**Set task:** Count the lines in the records below that contain the string "cloud". Give only the number.

**Supplied entries:**
+ + + + + + +

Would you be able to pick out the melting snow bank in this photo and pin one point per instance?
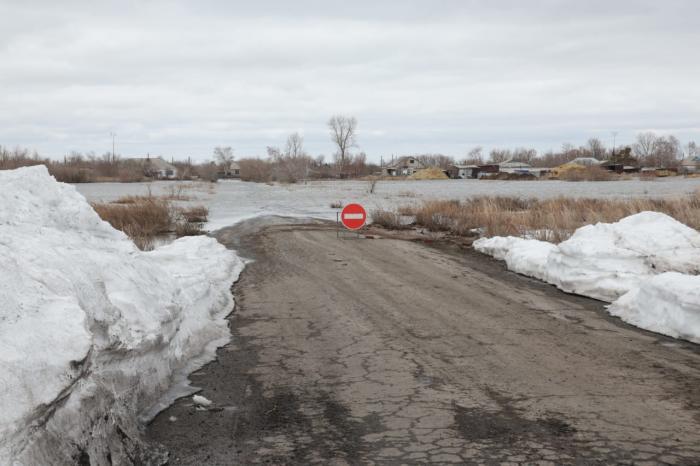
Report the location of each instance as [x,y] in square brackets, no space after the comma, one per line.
[93,331]
[646,265]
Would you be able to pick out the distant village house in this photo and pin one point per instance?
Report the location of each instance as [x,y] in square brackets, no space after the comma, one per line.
[403,166]
[155,167]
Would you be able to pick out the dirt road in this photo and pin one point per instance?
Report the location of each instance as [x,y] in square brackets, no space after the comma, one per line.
[392,352]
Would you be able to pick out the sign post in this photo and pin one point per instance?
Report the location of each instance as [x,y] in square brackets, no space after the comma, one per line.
[353,217]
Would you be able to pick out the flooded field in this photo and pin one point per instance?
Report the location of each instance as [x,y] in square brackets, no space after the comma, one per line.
[232,201]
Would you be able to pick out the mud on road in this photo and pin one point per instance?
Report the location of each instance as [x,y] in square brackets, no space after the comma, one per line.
[380,351]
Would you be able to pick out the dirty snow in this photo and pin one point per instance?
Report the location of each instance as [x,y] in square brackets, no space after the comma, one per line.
[199,400]
[93,331]
[645,264]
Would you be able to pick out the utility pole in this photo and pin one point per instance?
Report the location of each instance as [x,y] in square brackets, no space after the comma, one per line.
[113,136]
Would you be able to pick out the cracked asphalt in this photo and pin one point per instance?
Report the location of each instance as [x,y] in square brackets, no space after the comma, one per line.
[381,351]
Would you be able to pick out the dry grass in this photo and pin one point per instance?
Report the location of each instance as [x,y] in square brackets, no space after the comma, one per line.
[551,220]
[586,174]
[145,218]
[387,219]
[196,214]
[142,218]
[432,173]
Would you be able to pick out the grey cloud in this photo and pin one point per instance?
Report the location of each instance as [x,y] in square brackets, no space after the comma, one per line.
[180,77]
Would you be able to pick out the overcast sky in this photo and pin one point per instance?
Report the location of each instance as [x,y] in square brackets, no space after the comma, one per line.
[178,78]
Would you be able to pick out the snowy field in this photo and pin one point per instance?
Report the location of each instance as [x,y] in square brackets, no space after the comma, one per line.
[232,201]
[646,265]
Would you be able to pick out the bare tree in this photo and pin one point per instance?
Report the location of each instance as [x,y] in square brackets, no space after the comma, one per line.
[474,156]
[343,130]
[224,155]
[596,148]
[524,155]
[500,155]
[295,146]
[645,146]
[436,160]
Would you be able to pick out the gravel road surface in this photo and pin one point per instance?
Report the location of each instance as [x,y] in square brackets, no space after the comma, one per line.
[381,351]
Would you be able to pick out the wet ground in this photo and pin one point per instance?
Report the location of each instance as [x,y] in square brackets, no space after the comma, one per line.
[379,351]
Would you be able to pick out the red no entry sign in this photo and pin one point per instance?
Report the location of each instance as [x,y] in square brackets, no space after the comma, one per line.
[353,216]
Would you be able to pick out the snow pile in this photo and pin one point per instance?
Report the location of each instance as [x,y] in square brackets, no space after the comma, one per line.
[624,260]
[93,331]
[668,303]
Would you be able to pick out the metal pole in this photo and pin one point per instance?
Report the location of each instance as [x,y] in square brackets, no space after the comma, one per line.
[113,155]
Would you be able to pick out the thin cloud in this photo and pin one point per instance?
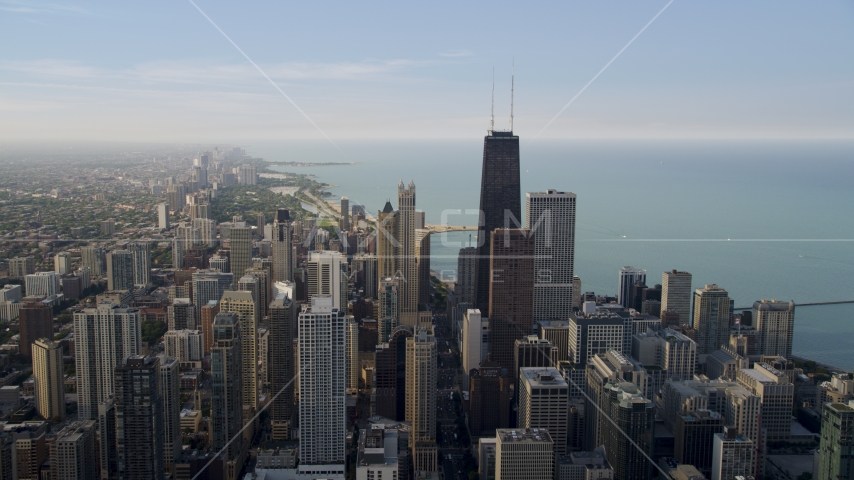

+ + + + + + +

**Result of the task:** 2